| Stated exercise |
Pick out every line of the material that contains the string "debris", and copy each one in full.

| Stored data |
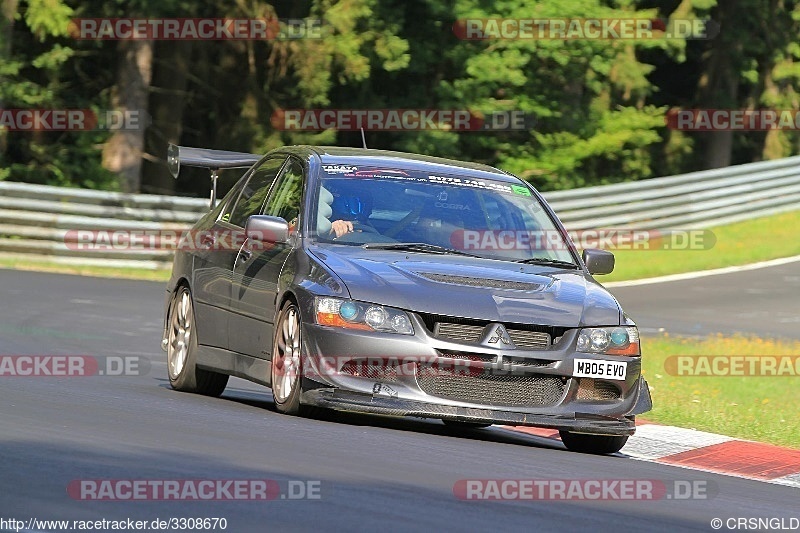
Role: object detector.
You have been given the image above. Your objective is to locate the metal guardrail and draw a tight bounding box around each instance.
[0,156,800,268]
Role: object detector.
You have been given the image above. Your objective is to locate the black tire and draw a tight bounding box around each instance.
[167,285,228,396]
[270,300,307,415]
[442,419,491,429]
[559,431,628,455]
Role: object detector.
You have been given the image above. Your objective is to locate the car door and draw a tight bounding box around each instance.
[229,158,305,358]
[219,156,286,350]
[188,179,247,348]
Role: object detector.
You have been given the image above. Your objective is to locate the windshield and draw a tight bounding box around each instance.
[312,165,574,264]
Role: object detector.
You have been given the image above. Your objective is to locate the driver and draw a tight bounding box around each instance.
[330,187,372,238]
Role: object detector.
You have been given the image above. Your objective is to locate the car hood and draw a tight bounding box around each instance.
[309,244,623,327]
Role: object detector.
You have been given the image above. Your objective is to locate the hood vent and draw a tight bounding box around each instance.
[415,272,543,291]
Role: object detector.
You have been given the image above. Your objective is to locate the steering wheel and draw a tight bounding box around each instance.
[331,220,380,242]
[352,220,380,233]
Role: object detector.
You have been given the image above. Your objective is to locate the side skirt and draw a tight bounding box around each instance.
[197,346,272,387]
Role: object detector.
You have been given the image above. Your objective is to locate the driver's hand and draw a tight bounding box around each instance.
[331,220,353,238]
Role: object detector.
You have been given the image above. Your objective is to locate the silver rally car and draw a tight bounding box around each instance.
[162,146,652,454]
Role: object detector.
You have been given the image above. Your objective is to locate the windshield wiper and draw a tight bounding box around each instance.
[517,257,578,268]
[362,242,485,259]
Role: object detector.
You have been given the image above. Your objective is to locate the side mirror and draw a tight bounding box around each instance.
[244,215,289,243]
[583,248,614,274]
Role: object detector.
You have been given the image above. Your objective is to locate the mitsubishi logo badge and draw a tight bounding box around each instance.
[487,324,514,346]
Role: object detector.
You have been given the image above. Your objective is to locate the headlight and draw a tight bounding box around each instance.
[316,297,414,335]
[577,326,641,355]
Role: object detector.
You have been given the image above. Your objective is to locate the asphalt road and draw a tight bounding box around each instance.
[0,271,800,532]
[598,261,800,339]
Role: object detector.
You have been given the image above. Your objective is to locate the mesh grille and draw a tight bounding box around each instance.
[503,356,553,368]
[506,328,550,349]
[433,322,550,349]
[417,367,566,407]
[340,359,398,382]
[417,313,569,339]
[436,350,497,363]
[415,272,542,291]
[578,378,620,400]
[434,322,483,342]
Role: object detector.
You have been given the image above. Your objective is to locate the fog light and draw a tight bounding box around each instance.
[611,328,628,346]
[392,315,414,333]
[364,307,386,329]
[339,302,358,320]
[591,329,611,352]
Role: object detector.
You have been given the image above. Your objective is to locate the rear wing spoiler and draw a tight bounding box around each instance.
[167,144,261,209]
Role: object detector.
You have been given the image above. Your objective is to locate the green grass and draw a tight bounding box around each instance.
[0,257,171,281]
[597,211,800,283]
[642,336,800,448]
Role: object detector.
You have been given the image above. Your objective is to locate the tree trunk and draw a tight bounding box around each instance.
[0,0,18,154]
[699,0,741,168]
[103,40,153,192]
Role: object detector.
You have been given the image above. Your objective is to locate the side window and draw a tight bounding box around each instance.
[228,158,285,227]
[215,179,244,222]
[264,159,303,231]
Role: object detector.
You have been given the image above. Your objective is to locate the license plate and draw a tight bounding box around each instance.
[572,359,628,381]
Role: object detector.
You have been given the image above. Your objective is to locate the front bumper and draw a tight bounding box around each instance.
[302,389,636,436]
[301,315,650,435]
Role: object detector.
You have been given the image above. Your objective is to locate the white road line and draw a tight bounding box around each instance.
[601,255,800,289]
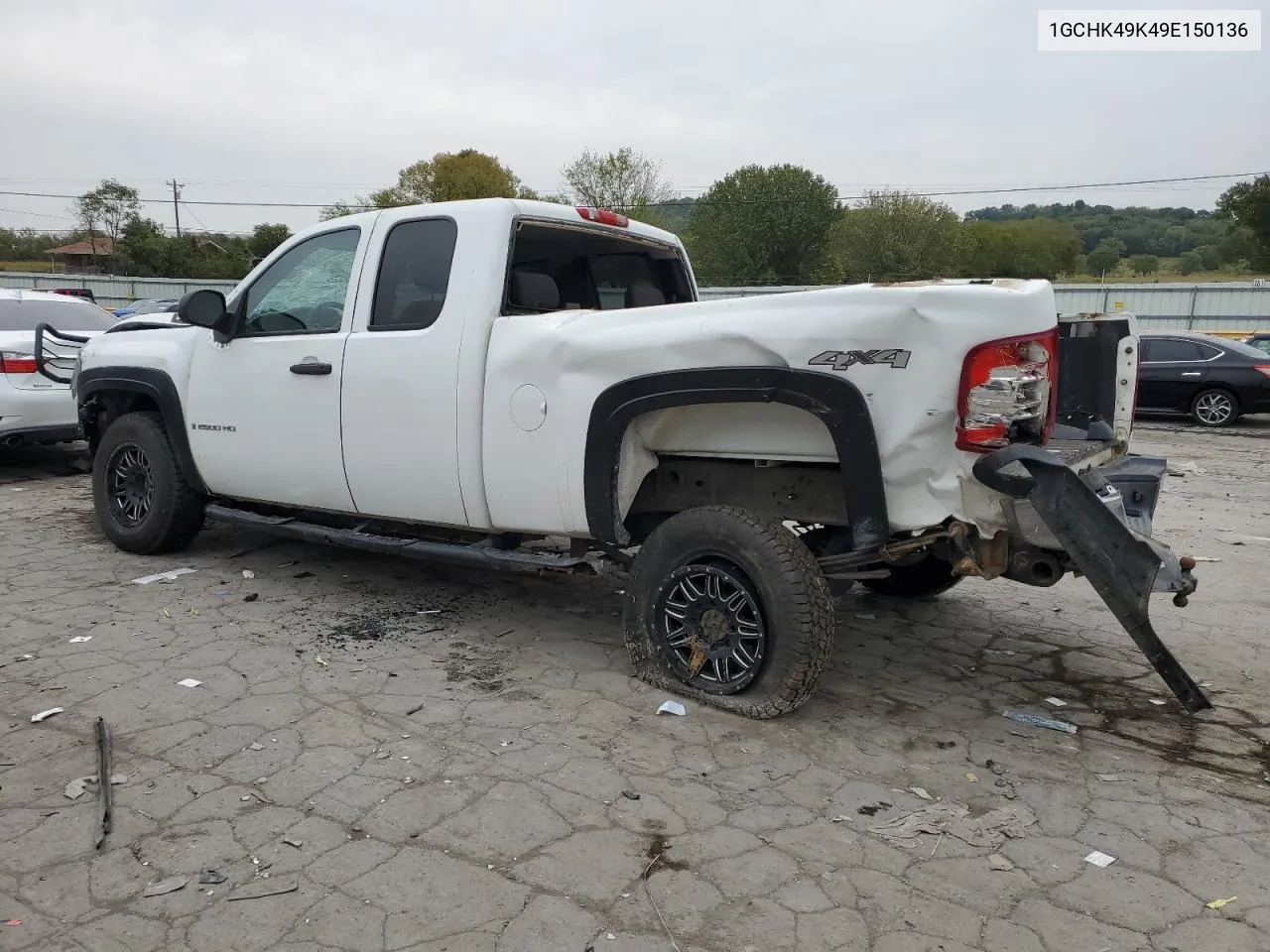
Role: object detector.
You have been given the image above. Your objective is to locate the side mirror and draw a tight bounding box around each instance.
[177,289,228,330]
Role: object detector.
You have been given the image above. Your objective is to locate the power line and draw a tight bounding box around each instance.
[0,172,1270,210]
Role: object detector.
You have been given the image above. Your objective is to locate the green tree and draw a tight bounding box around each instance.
[1084,237,1125,277]
[1129,255,1160,278]
[560,146,675,225]
[246,225,291,260]
[1178,250,1204,274]
[687,165,840,285]
[830,191,965,281]
[1216,176,1270,271]
[73,178,141,251]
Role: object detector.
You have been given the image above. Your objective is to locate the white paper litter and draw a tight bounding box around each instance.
[132,568,198,585]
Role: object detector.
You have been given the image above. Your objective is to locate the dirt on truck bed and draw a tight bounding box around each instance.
[0,420,1270,952]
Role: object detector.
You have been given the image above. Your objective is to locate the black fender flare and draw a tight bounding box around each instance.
[75,367,207,495]
[583,367,890,551]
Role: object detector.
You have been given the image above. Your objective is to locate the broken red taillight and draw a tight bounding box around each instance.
[956,327,1058,453]
[577,204,631,228]
[0,354,36,373]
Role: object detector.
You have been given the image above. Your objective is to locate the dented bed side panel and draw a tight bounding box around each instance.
[481,281,1057,535]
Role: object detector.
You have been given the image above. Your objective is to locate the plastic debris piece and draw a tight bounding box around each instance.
[1001,711,1076,734]
[145,876,190,896]
[228,876,300,902]
[132,568,198,585]
[869,802,1036,849]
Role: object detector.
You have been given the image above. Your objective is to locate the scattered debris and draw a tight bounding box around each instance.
[132,568,198,585]
[144,876,190,896]
[1001,711,1077,734]
[94,717,112,848]
[869,802,1036,849]
[228,877,300,902]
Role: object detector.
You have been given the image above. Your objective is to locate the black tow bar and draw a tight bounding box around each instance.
[974,445,1212,713]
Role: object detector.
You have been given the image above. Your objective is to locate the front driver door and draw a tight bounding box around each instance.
[186,227,364,512]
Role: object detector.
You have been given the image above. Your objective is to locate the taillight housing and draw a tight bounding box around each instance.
[956,327,1058,453]
[0,354,36,373]
[576,204,631,228]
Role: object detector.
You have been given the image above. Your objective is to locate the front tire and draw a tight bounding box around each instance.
[92,413,204,554]
[623,507,834,718]
[1192,387,1239,426]
[863,553,965,598]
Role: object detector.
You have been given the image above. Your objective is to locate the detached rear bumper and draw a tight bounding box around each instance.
[974,445,1211,713]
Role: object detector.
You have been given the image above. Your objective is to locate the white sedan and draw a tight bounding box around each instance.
[0,289,115,449]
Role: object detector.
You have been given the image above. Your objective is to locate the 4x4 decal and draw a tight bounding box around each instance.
[808,350,913,371]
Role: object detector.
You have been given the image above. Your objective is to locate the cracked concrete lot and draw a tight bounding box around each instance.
[0,422,1270,952]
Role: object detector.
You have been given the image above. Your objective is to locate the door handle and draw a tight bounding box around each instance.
[291,361,330,377]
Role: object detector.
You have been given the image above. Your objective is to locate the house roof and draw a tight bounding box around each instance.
[45,235,114,258]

| Finished answer |
You have been given the image above. Your objective is to locate the plastic debris piece and draw a tight bounding box around each instance.
You have been given the image above. Your objective is to locate the scattered debris and draw a tight bounding box around each instance.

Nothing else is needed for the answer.